> _WHAT YOU ARE ASKED TO DO_
Copy the data from the line containing "Exercise. Point to the glass jar lid" through the end, including the requests, and multiply each coordinate in the answers by 1.25, rounding to whole numbers with halves rounded up. Keep the coordinates in the requests and their format samples unchanged, and reproduce only these lines.

>> START SUPPLIED DATA

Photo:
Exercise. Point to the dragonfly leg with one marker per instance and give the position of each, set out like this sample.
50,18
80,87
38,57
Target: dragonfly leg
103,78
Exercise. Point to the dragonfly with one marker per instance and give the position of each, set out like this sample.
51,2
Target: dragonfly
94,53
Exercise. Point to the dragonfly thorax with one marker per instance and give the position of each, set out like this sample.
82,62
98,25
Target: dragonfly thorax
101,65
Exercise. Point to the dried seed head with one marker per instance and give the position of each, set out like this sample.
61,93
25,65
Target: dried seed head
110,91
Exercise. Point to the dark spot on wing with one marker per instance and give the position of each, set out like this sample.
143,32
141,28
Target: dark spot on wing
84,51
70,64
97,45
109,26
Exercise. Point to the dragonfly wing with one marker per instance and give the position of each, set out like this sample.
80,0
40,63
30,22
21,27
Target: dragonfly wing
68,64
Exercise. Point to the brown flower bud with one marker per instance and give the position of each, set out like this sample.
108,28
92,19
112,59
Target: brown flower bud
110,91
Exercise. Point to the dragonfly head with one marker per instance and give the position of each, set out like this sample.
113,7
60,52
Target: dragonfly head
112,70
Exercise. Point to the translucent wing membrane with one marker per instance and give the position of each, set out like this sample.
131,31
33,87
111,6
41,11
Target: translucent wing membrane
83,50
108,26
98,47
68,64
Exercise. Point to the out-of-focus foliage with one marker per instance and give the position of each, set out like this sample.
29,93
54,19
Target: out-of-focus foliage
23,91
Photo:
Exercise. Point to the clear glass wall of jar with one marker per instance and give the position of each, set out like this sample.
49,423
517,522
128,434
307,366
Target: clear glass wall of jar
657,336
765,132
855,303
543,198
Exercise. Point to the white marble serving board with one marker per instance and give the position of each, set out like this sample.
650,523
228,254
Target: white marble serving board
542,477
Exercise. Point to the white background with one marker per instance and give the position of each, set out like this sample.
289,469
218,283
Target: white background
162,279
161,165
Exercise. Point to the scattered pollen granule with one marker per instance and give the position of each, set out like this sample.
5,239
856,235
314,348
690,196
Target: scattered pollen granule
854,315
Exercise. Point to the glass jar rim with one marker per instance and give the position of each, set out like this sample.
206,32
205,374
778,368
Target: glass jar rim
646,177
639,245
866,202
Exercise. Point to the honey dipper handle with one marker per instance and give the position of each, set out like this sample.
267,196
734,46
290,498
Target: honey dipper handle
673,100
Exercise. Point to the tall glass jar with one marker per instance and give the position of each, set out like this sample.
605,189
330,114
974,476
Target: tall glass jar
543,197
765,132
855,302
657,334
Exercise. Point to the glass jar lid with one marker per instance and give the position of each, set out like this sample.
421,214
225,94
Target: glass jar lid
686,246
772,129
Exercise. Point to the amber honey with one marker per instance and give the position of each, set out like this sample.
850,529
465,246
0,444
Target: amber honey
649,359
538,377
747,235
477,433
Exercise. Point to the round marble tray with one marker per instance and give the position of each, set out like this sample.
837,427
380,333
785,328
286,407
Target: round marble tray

>> END SUPPLIED DATA

> _RESULT OF THIS EXERCISE_
Exercise. Point to the glass jar lid with one marker per instance and give the position of each, set out like this sample.
421,214
225,94
Target: glass jar lid
858,308
965,161
Exercise. Point to the amber honey with one marker per instance and give the position of each, set out like this sample.
850,529
465,246
0,444
Target: amber honey
811,449
673,471
934,294
596,541
Exercise. Point to the round marble tray with one marker per instance and give the position of each, set out like this sample.
837,427
380,333
785,328
286,407
Target: round marble tray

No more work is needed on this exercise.